» Tarefas do exercício
(a) Transcreva do trecho sobre o Decreto Federal nº 11.075/2022 a passagem que vai de "O Decreto Federal nº. 11.075/2022, em" até "dos agentes setoriais.".
(b) Segundo o trecho sobre o Decreto Federal nº 11.075/2022, que sistema esse decreto cria para operacionalizar o que preconiza?

» Trecho fornecido
+===+
O Decreto Federal nº. 11.075/2022, em um primeiro plano, veio em bora hora, razão pela qual o vemos com bons olhos, pois, institui que os Planos Setoriais de Mitigação das Mudanças Climáticas estabelecerão metas gradativas de redução de emissões antrópicas e remoções por sumidouros de gases de efeito estufa, mensuráveis e verificáveis, consideradas as especificidades dos agentes setoriais.

As medidas deverão se ajustar para diferentes agentes setoriais, levando-se em conta a categoria determinada de empresas e propriedades rurais, o faturamento, os níveis de emissão, as características do setor econômico e a região de localização.

Como exposto, o Mercado Brasileiro de Redução de Emissões, trazido no Decreto Federal nº. 11.075/2022 constitui mecanismo de gestão ambiental e será instrumento de operacionalização dos Planos Setoriais de Mitigação das Mudanças Climáticas, pois, o objetivo é atuar como ferramenta de implementação dos compromissos de redução de emissões mediante a utilização e transação dos créditos certificados de redução de emissões. Seria uma espécie de banco de créditos de carbono.

Para se conseguir operacionalizar o que preconiza, o documento citado cria o Sistema Nacional de Redução de Emissões de Gases de Efeito Estufa – SINARE. Esse órgão possuirá como função principal avaliar os critérios para compatibilização, quando viável técnica e economicamente, de outros ativos representativos de redução ou remoção de gases de efeito estufa com os créditos de carbono reconhecidos, por proposição do órgão ou da entidade competente pelos referidos ativos.
+===+
» Dados registrados

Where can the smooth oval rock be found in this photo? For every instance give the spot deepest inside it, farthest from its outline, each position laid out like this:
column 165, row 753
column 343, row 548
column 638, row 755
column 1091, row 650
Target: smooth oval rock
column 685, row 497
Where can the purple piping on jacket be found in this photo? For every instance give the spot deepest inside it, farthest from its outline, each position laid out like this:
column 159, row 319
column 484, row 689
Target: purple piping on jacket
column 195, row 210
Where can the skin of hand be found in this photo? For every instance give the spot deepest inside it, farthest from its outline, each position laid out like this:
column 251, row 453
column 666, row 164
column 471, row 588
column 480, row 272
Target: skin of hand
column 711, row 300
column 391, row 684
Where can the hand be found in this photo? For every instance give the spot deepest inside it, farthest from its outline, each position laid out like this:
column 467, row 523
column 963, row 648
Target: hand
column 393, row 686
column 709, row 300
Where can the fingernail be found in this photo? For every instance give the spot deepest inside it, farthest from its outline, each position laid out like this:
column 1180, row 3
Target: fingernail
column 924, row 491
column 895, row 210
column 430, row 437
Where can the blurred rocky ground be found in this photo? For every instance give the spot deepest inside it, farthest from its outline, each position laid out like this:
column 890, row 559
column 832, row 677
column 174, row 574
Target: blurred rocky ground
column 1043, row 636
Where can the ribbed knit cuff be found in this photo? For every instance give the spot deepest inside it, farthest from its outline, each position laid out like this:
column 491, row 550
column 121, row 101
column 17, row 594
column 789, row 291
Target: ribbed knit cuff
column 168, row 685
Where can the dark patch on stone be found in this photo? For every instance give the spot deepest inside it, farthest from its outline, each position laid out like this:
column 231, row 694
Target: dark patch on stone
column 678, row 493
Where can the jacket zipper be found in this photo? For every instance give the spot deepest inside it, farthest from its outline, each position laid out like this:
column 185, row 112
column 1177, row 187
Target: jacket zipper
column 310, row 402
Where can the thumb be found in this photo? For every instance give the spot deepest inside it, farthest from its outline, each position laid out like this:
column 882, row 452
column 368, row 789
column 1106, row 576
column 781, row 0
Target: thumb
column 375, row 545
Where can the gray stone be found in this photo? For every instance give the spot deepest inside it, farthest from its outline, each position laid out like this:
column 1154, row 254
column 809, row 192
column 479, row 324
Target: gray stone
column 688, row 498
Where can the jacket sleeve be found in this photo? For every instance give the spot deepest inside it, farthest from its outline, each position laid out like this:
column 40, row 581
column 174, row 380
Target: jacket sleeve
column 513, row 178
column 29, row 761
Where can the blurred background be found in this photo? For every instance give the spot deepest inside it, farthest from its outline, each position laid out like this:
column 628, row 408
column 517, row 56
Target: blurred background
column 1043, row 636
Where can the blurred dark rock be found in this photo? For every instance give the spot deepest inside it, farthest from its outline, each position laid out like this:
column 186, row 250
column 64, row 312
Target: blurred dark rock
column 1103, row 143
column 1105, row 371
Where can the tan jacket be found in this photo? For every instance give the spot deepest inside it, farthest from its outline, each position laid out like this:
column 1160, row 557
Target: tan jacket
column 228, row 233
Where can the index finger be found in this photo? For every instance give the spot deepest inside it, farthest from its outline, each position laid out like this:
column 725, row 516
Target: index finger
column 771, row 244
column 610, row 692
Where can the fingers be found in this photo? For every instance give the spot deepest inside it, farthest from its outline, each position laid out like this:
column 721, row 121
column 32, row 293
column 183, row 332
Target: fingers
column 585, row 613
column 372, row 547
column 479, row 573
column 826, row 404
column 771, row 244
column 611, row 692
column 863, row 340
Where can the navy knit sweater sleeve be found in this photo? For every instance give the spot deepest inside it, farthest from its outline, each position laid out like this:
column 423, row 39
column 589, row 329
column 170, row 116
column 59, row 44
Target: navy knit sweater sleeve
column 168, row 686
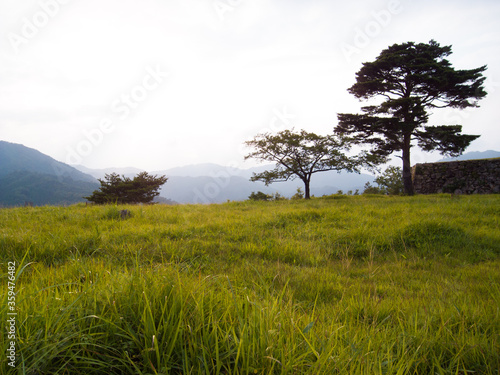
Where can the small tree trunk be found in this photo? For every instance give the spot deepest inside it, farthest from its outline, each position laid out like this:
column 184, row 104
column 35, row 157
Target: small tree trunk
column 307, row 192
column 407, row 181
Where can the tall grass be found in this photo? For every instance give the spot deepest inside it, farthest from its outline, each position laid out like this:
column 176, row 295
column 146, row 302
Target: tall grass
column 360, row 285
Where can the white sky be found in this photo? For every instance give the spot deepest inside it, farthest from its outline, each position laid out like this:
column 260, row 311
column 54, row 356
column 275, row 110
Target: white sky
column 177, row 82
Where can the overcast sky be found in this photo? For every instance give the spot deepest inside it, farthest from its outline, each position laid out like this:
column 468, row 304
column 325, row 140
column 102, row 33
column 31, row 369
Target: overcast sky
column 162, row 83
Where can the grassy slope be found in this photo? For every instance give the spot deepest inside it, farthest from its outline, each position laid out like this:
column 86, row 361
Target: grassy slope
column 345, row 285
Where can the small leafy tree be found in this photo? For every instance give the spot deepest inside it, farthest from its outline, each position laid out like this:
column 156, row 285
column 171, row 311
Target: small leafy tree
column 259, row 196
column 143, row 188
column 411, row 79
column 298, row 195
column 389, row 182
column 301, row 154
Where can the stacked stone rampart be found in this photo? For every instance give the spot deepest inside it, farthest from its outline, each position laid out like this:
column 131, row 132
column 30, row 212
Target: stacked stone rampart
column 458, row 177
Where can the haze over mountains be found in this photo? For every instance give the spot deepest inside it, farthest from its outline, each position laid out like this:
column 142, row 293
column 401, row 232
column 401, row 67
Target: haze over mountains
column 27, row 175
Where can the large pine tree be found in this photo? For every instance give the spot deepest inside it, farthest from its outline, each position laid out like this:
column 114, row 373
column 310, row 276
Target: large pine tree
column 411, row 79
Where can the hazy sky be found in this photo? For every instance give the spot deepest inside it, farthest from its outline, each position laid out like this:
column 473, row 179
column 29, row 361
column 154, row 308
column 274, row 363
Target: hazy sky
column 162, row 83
+===+
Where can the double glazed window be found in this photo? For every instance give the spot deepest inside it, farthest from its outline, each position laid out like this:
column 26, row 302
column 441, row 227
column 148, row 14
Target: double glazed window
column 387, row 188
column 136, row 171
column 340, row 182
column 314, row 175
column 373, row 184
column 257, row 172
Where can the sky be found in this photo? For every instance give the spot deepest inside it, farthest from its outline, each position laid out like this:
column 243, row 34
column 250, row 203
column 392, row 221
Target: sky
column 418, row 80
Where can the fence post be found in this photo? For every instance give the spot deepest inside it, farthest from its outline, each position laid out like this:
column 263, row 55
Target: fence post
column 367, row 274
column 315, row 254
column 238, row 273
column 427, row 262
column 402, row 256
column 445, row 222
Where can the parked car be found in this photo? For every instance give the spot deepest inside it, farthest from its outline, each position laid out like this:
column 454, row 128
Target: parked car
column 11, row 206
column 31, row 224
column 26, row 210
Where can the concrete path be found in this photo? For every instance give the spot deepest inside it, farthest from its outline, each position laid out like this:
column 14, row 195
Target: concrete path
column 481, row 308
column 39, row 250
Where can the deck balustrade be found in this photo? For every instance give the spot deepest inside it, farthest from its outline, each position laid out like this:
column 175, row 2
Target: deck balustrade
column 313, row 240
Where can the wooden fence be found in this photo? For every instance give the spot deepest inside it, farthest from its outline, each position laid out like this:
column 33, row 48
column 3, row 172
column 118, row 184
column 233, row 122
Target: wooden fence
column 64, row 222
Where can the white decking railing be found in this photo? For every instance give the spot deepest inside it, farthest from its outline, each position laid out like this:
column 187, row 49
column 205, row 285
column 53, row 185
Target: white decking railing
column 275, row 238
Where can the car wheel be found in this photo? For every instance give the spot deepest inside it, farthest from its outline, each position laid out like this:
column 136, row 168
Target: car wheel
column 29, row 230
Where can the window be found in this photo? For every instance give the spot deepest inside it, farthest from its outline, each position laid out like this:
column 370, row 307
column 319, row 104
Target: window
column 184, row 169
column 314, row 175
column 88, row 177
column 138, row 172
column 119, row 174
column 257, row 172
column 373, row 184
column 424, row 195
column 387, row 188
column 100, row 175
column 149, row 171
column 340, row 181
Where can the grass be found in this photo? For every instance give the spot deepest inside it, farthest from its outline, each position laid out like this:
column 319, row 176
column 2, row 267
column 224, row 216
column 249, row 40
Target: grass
+===+
» Gabarito
(a)
O Decreto Federal nº. 11.075/2022, em um primeiro plano, veio em bora hora, razão pela qual o vemos com bons olhos, pois, institui que os Planos Setoriais de Mitigação das Mudanças Climáticas estabelecerão metas gradativas de redução de emissões antrópicas e remoções por sumidouros de gases de efeito estufa, mensuráveis e verificáveis, consideradas as especificidades dos agentes setoriais.

(b) O Sistema Nacional de Redução de Emissões de Gases de Efeito Estufa – SINARE.